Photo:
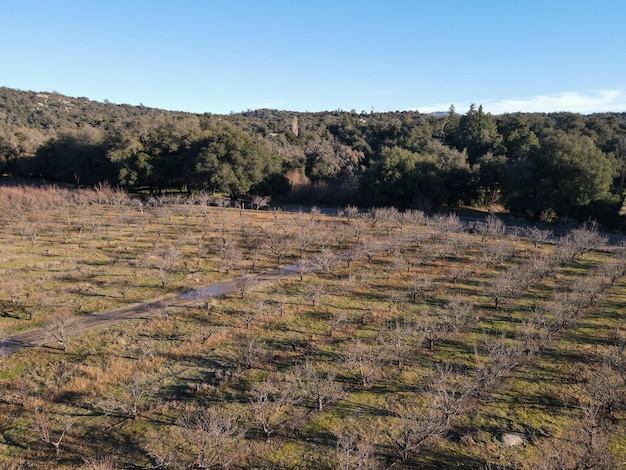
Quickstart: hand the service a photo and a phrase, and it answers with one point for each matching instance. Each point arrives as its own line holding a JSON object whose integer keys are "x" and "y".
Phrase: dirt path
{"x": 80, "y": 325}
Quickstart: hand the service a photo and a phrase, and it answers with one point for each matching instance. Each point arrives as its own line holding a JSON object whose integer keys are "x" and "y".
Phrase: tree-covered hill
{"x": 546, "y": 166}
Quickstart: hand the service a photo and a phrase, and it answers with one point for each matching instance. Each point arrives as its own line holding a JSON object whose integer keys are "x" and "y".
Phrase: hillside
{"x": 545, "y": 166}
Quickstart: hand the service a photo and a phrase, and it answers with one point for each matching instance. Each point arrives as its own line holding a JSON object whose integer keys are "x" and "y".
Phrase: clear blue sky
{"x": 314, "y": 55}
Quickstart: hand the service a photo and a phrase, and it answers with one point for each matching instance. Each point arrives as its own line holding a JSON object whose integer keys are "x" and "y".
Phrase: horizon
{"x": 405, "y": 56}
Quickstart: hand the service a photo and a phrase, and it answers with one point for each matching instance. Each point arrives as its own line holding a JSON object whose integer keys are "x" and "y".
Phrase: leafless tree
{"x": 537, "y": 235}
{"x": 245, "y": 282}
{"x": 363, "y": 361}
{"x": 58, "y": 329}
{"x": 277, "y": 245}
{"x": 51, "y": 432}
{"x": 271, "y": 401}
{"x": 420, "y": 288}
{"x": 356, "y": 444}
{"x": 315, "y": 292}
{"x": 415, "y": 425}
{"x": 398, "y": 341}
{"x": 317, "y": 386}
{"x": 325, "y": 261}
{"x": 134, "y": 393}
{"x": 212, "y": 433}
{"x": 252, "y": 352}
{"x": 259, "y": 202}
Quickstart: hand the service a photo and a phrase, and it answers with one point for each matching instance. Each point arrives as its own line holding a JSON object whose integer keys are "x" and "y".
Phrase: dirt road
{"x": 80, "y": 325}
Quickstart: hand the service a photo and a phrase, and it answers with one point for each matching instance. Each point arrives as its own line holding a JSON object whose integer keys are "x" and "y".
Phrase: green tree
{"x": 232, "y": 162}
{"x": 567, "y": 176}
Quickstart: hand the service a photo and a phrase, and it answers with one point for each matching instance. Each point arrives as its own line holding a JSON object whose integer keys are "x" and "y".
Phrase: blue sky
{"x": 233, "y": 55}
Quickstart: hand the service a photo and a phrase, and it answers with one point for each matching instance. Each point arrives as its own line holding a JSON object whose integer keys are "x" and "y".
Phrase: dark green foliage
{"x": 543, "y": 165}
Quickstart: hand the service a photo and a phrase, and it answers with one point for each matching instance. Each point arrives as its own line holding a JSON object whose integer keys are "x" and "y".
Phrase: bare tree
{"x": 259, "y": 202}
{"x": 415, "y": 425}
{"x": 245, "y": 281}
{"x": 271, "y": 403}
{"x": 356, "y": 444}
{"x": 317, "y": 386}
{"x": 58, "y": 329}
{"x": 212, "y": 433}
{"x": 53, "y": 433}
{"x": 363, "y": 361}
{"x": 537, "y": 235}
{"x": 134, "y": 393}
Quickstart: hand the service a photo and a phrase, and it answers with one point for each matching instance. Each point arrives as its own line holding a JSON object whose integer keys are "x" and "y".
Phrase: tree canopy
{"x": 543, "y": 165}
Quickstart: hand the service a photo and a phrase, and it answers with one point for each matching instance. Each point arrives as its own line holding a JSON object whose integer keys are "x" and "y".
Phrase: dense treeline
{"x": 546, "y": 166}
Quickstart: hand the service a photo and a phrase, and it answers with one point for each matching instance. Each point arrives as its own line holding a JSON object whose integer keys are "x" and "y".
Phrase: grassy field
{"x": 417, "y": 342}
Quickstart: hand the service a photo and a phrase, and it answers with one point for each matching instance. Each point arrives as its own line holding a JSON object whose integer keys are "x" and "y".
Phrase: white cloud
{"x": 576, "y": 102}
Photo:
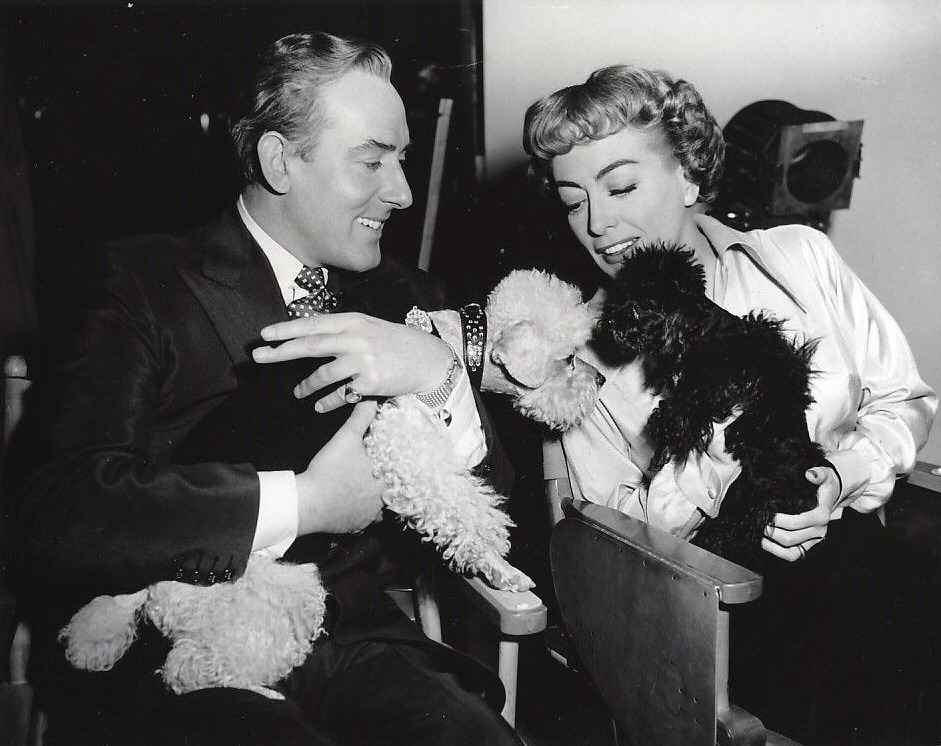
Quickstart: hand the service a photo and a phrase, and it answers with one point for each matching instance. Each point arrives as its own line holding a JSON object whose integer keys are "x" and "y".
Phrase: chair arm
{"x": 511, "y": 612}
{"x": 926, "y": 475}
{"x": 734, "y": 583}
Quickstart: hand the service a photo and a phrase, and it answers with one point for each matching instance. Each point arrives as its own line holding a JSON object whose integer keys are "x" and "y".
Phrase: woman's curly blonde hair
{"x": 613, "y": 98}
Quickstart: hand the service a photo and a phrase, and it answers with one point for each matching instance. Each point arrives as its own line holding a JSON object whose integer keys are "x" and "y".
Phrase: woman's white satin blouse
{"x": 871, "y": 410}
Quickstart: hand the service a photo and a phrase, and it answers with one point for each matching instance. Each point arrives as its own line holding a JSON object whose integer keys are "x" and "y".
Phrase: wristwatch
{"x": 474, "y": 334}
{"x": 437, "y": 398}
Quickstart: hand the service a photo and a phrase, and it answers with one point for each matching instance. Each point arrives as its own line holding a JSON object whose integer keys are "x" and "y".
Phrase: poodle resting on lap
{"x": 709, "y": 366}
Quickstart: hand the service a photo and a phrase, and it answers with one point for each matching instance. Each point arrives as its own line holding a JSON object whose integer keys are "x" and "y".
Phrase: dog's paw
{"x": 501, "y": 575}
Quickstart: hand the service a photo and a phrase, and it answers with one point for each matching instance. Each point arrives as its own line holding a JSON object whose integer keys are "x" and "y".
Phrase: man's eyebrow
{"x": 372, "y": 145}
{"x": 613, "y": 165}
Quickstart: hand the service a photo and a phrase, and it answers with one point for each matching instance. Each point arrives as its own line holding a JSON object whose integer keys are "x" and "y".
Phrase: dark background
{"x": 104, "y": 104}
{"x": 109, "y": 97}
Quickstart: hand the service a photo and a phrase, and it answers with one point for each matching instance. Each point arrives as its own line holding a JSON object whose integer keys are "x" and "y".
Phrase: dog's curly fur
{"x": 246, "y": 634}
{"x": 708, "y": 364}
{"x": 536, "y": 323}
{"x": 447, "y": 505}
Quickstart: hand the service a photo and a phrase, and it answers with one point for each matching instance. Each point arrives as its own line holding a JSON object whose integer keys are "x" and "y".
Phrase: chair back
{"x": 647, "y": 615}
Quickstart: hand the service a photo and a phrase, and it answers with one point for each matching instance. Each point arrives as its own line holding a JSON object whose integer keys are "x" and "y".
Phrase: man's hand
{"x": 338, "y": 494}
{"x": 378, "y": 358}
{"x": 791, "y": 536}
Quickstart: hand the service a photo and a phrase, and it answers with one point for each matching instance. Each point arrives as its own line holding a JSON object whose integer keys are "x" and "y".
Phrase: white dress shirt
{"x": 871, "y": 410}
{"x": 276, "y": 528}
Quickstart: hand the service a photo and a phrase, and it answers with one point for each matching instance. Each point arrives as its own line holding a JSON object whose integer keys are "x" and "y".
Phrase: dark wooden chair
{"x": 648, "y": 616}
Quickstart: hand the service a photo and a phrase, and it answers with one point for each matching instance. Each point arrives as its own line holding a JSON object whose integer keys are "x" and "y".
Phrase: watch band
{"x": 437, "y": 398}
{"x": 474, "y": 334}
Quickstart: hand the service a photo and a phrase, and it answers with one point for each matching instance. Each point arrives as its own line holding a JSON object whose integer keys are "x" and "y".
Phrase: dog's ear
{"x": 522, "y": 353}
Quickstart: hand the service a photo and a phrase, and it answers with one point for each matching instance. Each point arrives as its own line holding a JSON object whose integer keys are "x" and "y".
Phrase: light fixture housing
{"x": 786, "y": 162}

***

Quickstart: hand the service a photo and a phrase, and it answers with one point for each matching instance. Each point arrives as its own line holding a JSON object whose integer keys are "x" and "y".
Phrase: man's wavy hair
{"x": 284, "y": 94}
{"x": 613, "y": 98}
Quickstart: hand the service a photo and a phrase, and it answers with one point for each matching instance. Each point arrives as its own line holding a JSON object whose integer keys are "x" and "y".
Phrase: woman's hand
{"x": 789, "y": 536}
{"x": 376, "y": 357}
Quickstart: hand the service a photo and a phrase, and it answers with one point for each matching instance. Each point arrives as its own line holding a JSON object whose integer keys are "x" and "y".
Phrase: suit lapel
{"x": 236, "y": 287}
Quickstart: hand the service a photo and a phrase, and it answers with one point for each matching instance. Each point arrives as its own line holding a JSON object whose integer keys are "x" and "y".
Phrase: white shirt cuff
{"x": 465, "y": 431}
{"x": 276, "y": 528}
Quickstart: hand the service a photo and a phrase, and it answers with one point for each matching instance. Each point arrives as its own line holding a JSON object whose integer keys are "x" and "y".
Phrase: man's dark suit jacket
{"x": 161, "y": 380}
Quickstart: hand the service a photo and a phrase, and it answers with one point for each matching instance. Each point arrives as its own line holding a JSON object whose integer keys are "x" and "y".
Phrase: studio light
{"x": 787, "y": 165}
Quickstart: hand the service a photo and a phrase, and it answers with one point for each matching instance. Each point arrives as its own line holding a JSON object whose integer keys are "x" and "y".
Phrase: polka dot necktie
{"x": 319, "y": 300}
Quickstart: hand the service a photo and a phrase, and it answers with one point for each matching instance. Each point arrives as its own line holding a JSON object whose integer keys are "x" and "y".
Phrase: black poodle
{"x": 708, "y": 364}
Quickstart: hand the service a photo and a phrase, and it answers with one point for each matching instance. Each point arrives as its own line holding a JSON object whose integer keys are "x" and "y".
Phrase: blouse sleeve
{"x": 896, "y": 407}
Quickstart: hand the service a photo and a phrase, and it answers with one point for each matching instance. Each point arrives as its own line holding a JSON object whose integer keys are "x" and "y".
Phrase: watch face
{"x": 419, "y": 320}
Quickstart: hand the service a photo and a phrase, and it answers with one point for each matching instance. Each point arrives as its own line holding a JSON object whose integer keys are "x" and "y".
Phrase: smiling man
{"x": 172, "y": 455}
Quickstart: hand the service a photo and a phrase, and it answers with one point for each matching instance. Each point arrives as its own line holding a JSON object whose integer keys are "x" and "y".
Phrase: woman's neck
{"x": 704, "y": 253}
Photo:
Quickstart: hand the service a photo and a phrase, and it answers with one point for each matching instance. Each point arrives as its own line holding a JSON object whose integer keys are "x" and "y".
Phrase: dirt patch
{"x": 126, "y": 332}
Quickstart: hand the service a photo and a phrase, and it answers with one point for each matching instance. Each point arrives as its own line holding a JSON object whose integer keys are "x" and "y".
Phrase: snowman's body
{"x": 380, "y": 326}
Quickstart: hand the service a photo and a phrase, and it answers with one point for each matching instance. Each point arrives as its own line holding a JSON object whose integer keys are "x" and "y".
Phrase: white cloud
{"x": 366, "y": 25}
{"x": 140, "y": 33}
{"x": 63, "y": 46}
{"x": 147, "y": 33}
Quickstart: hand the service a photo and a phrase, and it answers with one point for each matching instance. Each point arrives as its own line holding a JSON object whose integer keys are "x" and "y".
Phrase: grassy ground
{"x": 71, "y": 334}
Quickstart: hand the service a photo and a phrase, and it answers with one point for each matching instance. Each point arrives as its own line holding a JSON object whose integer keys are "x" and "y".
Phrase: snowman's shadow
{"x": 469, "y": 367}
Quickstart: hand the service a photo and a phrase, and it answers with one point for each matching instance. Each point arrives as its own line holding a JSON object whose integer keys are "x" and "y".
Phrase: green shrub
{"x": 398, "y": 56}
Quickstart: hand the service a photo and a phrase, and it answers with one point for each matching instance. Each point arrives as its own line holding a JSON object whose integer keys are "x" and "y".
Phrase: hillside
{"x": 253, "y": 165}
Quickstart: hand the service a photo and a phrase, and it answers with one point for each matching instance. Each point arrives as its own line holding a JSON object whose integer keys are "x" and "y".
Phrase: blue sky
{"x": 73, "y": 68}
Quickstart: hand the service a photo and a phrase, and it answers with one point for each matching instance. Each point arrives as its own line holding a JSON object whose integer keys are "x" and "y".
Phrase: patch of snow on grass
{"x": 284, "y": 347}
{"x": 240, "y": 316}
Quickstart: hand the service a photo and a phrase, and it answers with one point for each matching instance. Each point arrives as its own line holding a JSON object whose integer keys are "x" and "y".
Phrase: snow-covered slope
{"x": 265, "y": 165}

***

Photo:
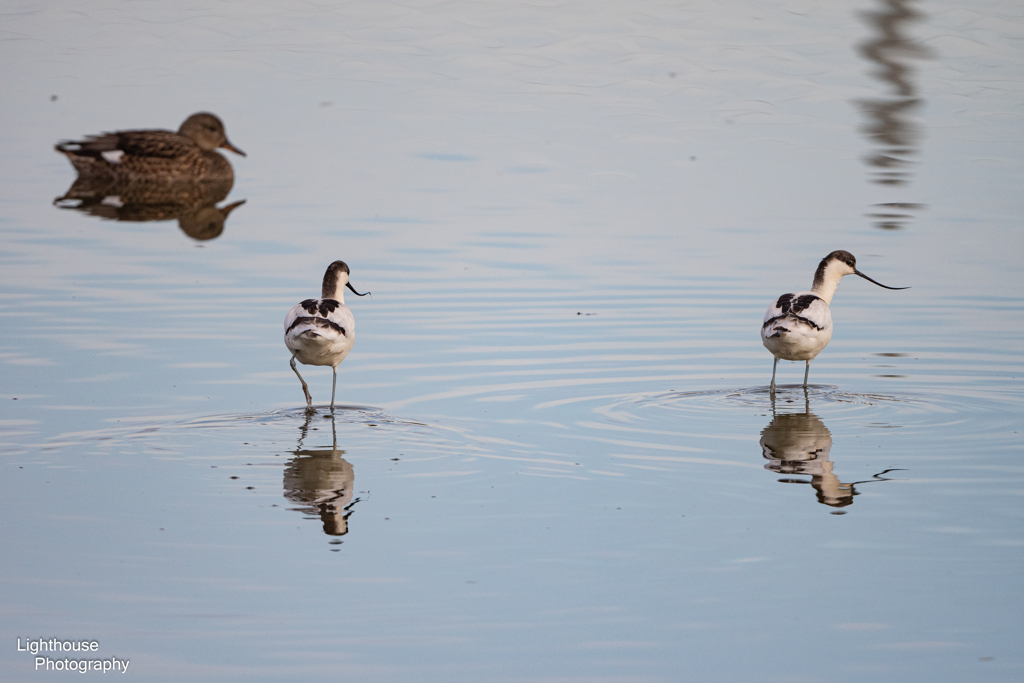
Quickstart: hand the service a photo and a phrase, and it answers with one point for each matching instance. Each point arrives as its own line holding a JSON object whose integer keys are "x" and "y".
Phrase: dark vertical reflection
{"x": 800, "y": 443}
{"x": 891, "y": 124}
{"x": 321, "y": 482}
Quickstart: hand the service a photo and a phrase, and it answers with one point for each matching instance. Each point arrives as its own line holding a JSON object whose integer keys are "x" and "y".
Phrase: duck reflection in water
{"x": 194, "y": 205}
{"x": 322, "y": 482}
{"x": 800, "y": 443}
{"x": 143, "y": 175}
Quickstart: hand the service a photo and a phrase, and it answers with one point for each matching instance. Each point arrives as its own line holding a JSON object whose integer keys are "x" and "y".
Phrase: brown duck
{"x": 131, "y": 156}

***

WHAT IS EXPECTED >> Which lines of the data above contain the word "dirt"? Copy each of them out.

FULL ANSWER >>
Phrase: dirt path
Phrase: dirt road
Phrase: dirt patch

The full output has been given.